[Records from a data collection]
--- BEGIN ---
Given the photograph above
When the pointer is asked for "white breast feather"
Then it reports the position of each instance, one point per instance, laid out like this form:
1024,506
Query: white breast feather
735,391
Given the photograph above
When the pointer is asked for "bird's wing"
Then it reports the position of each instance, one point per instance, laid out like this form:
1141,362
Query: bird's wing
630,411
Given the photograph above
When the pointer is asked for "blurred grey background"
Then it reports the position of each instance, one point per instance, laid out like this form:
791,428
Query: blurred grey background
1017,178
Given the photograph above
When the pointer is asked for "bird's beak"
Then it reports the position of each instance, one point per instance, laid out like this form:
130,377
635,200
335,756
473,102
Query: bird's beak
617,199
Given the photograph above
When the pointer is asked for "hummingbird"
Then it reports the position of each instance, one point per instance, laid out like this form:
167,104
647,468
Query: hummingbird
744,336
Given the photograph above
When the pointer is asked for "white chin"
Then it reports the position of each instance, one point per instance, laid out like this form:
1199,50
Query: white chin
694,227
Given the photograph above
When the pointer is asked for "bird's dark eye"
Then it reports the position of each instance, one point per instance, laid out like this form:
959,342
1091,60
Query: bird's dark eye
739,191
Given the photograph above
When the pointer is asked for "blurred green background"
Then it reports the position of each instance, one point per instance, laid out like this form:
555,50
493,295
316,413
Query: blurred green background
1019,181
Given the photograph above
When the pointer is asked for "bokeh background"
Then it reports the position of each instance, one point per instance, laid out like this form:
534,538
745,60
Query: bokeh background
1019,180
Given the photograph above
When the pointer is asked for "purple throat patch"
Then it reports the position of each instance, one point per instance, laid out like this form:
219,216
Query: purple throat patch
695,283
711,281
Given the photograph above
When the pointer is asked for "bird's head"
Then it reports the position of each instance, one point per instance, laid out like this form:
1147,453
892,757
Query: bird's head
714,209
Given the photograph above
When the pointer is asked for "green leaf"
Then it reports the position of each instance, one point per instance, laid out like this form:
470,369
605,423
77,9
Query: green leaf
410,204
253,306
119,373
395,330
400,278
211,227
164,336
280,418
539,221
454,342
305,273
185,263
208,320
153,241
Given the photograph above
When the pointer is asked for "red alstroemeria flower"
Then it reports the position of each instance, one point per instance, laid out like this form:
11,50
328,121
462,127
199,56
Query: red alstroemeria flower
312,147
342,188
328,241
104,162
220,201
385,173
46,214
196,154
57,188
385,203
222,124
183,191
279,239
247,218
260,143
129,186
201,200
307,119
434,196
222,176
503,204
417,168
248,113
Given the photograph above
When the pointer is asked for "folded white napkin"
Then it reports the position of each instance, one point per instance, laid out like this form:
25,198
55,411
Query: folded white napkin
--- END ---
WHAT TO DO:
Count the lines in the rows above that contain the string "wing", matching case exactly. Reply with the number alone.

TASK SOLUTION:
2